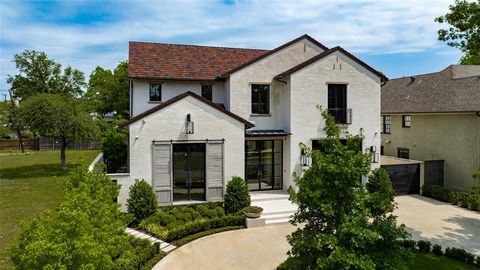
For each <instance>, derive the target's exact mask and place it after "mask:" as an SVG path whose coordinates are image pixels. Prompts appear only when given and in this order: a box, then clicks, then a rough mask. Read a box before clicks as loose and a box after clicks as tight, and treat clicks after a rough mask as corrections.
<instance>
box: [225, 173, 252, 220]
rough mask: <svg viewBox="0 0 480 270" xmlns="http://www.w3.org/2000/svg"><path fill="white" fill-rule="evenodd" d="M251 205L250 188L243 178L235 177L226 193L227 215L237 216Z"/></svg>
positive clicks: (225, 196) (225, 201)
mask: <svg viewBox="0 0 480 270" xmlns="http://www.w3.org/2000/svg"><path fill="white" fill-rule="evenodd" d="M250 203H251V199H250V193H249V192H248V186H247V184H246V182H245V180H243V179H242V178H241V177H238V176H234V177H232V180H230V182H228V184H227V189H226V192H225V213H227V214H236V213H238V212H240V211H241V210H242V209H243V208H245V207H247V206H249V205H250Z"/></svg>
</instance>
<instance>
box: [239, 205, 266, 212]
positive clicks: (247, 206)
mask: <svg viewBox="0 0 480 270" xmlns="http://www.w3.org/2000/svg"><path fill="white" fill-rule="evenodd" d="M262 211H263V208H261V207H258V206H253V205H251V206H247V207H245V208H243V212H244V213H252V214H258V213H261V212H262Z"/></svg>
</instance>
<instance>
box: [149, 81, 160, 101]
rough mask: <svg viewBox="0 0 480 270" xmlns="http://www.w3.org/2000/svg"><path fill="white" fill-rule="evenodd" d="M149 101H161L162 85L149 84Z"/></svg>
mask: <svg viewBox="0 0 480 270" xmlns="http://www.w3.org/2000/svg"><path fill="white" fill-rule="evenodd" d="M149 88H150V101H162V85H161V84H157V83H151V84H150V87H149Z"/></svg>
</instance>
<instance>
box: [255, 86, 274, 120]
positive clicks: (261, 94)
mask: <svg viewBox="0 0 480 270" xmlns="http://www.w3.org/2000/svg"><path fill="white" fill-rule="evenodd" d="M252 113H253V114H269V113H270V85H268V84H252Z"/></svg>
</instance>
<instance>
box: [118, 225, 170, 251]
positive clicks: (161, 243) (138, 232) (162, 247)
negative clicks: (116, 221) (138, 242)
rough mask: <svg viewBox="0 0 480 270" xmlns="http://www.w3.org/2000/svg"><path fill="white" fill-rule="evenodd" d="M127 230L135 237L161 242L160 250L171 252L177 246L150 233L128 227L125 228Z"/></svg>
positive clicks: (160, 243)
mask: <svg viewBox="0 0 480 270" xmlns="http://www.w3.org/2000/svg"><path fill="white" fill-rule="evenodd" d="M125 232H126V233H128V234H130V235H133V236H135V237H137V238H141V239H147V240H149V241H150V242H152V243H160V250H161V251H164V252H170V251H172V250H174V249H176V248H177V247H176V246H174V245H172V244H169V243H167V242H164V241H162V240H160V239H157V238H155V237H153V236H150V235H148V234H145V233H142V232H139V231H137V230H134V229H130V228H126V229H125Z"/></svg>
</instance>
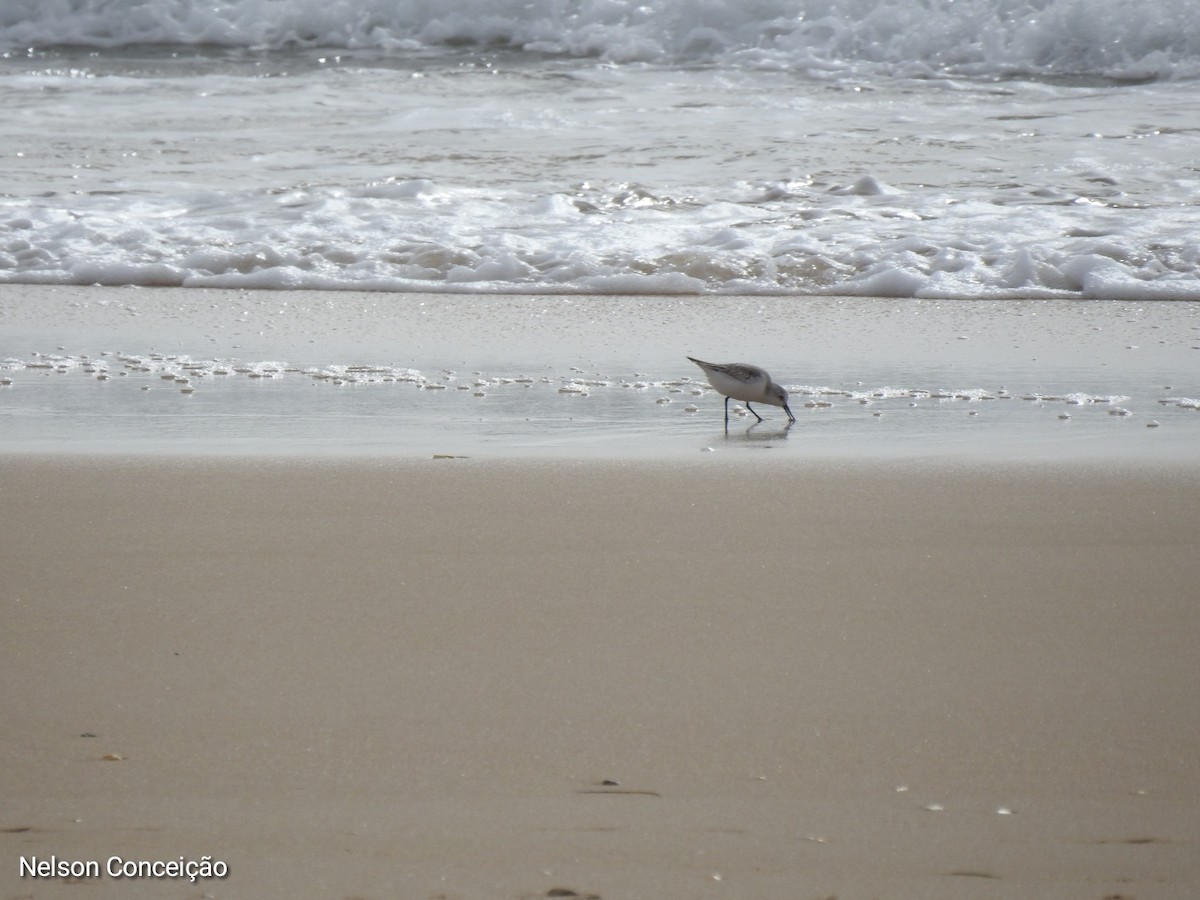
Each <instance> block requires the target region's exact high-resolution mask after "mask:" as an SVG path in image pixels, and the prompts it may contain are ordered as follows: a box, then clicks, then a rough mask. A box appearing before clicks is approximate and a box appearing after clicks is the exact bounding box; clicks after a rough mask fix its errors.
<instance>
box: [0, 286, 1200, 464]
mask: <svg viewBox="0 0 1200 900" xmlns="http://www.w3.org/2000/svg"><path fill="white" fill-rule="evenodd" d="M0 325H2V331H0V335H2V337H0V370H2V371H0V416H4V419H5V422H4V424H5V428H4V434H2V437H0V454H4V455H8V454H12V452H17V454H19V452H30V451H34V452H48V454H85V455H86V454H102V455H114V456H120V455H126V454H142V455H149V456H154V455H181V456H230V457H236V456H241V455H250V456H272V455H280V456H289V457H295V456H310V455H311V456H324V455H328V456H349V457H373V456H398V457H415V458H420V457H428V456H432V455H467V456H476V457H478V456H486V457H517V458H520V457H522V456H538V457H544V458H583V460H604V458H631V460H636V458H677V460H686V458H691V457H692V456H695V455H696V454H698V452H710V451H718V452H719V454H720V455H722V456H731V457H738V456H743V455H746V454H755V455H758V456H761V455H762V452H761V451H764V450H766V451H769V454H772V455H780V456H785V457H787V458H793V460H808V458H840V457H848V458H908V460H914V458H925V457H929V456H948V457H949V458H967V460H994V461H1004V460H1009V458H1013V460H1026V461H1030V462H1048V461H1054V460H1060V458H1080V460H1088V461H1103V460H1106V458H1130V460H1146V461H1154V460H1175V461H1187V460H1190V458H1192V456H1193V448H1194V446H1195V443H1196V442H1198V440H1200V414H1198V410H1200V400H1198V398H1200V382H1198V380H1196V378H1195V374H1194V373H1195V371H1196V365H1195V364H1196V360H1198V359H1200V355H1198V354H1200V350H1198V349H1196V348H1198V347H1200V304H1186V302H1184V304H1181V302H1150V304H1130V302H1123V301H1090V302H1086V304H1080V302H1074V301H970V302H946V301H913V300H886V299H876V300H862V299H848V298H842V299H829V298H715V296H714V298H664V296H652V298H630V296H511V295H454V296H448V295H403V296H392V295H380V294H359V293H346V294H341V293H338V294H330V293H328V292H324V293H323V292H278V293H275V292H235V290H208V289H199V288H192V289H120V288H48V287H46V288H42V287H14V286H2V287H0ZM689 354H692V355H700V356H702V358H713V359H718V360H721V359H726V360H731V361H732V360H743V361H751V362H756V364H760V365H763V366H764V367H767V368H768V371H770V372H772V373H773V376H774V377H775V379H776V380H779V382H780V383H781V384H785V385H787V386H788V389H790V390H791V391H792V408H793V410H796V413H797V416H798V419H799V422H798V424H797V427H794V428H791V430H788V431H782V430H781V428H780V425H781V424H782V422H781V420H780V416H775V418H774V419H772V418H770V414H769V412H768V421H767V422H764V424H763V425H762V426H758V427H750V422H752V419H751V418H750V416H749V415H748V414H745V413H743V414H742V415H740V416H737V415H736V418H734V421H733V424H732V426H731V430H730V433H728V436H726V434H725V433H722V431H721V403H720V396H719V395H716V394H715V392H714V391H712V390H710V389H709V388H708V385H707V383H706V380H704V378H703V376H702V373H701V372H700V371H698V370H696V368H695V366H692V365H691V364H690V362H688V361H686V355H689Z"/></svg>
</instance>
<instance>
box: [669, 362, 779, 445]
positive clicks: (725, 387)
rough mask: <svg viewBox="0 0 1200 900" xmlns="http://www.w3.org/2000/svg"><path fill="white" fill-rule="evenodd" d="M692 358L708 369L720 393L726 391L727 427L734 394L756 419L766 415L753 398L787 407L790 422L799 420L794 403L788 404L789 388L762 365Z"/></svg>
mask: <svg viewBox="0 0 1200 900" xmlns="http://www.w3.org/2000/svg"><path fill="white" fill-rule="evenodd" d="M688 359H690V360H691V361H692V362H695V364H696V365H697V366H700V367H701V368H702V370H704V374H706V376H708V383H709V384H710V385H713V388H715V389H716V391H718V392H719V394H724V395H725V427H726V430H728V427H730V397H732V398H733V400H740V401H742V402H743V403H745V404H746V409H749V410H750V413H751V414H752V415H754V418H755V419H757V420H758V421H762V416H761V415H758V414H757V413H755V410H754V407H751V406H750V402H751V401H754V402H755V403H770V404H772V406H773V407H784V412H785V413H787V424H788V425H791V424H792V422H794V421H796V416H794V415H792V410H791V407H788V406H787V391H786V390H784V389H782V388H781V386H779V385H778V384H775V383H774V382H773V380H770V376H769V374H767V372H766V371H764V370H762V368H758V366H750V365H746V364H745V362H724V364H722V362H704V360H700V359H696V358H695V356H689V358H688Z"/></svg>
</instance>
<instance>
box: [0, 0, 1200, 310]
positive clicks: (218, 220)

» **YOUR GOAL**:
Reproduce the records word for word, please, from their first line up to and including the line that contains "205L250 188L243 178L235", but no pictures.

» **WRITTEN RESPONSE**:
For each <instance>, derive the target's exact mask and place it after "mask:" as an SVG path whose coordinates are image pixels. Prompts appear only when given and in this order: a box, then clicks, then a rough mask. Read a box before clicks as loose and a box after clicks as tight, and treat clicks after a rough mask as corrections.
<instance>
box: [225, 173, 252, 220]
rough mask: <svg viewBox="0 0 480 270" xmlns="http://www.w3.org/2000/svg"><path fill="white" fill-rule="evenodd" d="M251 205L250 188L243 178L235 177L226 193L227 215L237 216Z"/></svg>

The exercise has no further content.